> Provided text

# # # # # # #

By Dominic Furer
Every once in a while, Roaring Fork Valley children wake up to the blissful news of a snow day. School is canceled, they get to sleep in and don’t have to concern themselves with whatever it was they were supposed to do in class that day. All kids adore snow days, and it’s fun for students, teachers and parents alike to have a break from daily routines. But, snow days have more to them than people might assume.
On Oct. 26, a Roaring Fork School District (RFSD) bus slipped on the road and drove into a snowbank. Luckily, there were no student passengers on board and no one was harmed. Other students and their families reported experiencing similarly close calls. The question on many peoples’ minds: “Why wasn’t school called off that day?”
The process of scheduling and enacting a snow day is determined by the district’s transportation department. The department relies on weather forecasts to help predict when there may be heavy snowfall. They wake up as early as 2 a.m. to ponder the calculations, and by 5:30 a.m. a decision should be reached. If a snow day is called, the district spreads the word by contacting parents.
“We have to find resources and tools to guide our decision making, and for the most part it has a pretty high success rate,” Jeff Gatlin, RFSD’s chief operating officer, told The Sopris Sun.
Still, despite the efforts of this dutiful department, they may not always get it right. For one, the weather forecast influences the decision — the estimations of which can be mistaken. At times, a snow day will be called only for the snow to dissipate by the early afternoon. Then again, there are others when a storm will slip under the radar and cause slick conditions on the roads — but the transportation department had no prior warning.

# # # # # # #

> Dataset excerpt
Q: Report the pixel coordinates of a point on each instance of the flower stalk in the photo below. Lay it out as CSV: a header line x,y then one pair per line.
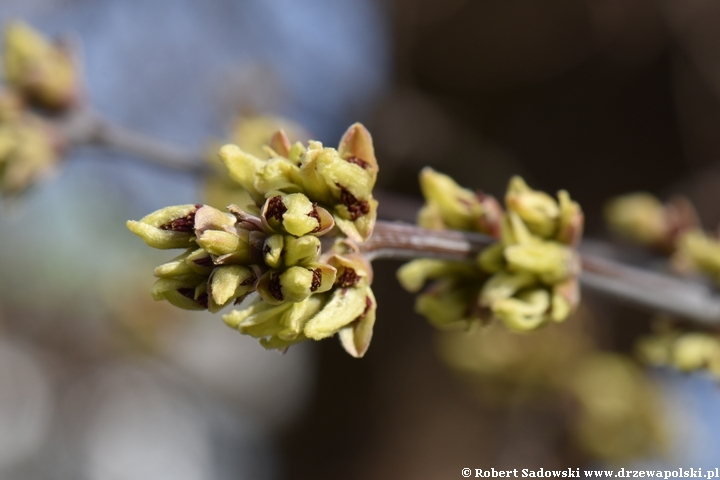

# # # # # # #

> What you should do
According to the snow-day article, by what time in the morning should the district's decision be reached?

> Completed task
By 5:30 a.m.